— START —

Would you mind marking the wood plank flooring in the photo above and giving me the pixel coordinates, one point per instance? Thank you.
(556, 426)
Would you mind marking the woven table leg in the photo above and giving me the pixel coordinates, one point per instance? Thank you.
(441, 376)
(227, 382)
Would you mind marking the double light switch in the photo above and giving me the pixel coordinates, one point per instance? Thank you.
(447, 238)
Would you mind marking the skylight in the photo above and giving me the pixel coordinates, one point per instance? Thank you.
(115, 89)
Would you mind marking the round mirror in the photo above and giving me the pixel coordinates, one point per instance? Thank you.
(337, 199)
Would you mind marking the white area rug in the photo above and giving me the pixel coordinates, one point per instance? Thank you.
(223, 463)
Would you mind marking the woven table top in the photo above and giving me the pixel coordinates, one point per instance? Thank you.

— END —

Exercise instructions: Scale the data above by rewriting every line, requests included, with each pixel coordinate in the answers multiplied by 0.4 and rounded to a whole number, halves going up.

Written answer:
Would you mind marking the wood plank flooring in the photo above and giving me the pixel coordinates, one point per instance? Thank you.
(222, 170)
Would you mind marking the woven table leg in the photo above and giving me the pixel coordinates, one point per instance? Thank you.
(176, 150)
(91, 153)
Would you mind marking the double light switch in the photo above and giving me the pixel coordinates, one point per instance? Thank you.
(179, 95)
Would you mind marking the skylight in the photo above and giving me the pixel coordinates, one point per instance? Thank you.
(46, 36)
Would you mind marking the round mirror in the photo above and giving me the pixel coordinates, one point per instance? Thank you.
(135, 80)
Would you mind marking the white area rug in the photo above and giving me the pixel coordinates, one point per instance? Thank you.
(89, 185)
Would you mind marking the woven table top in the photo above and giving me the pixel coordinates, one point per instance? Thank you.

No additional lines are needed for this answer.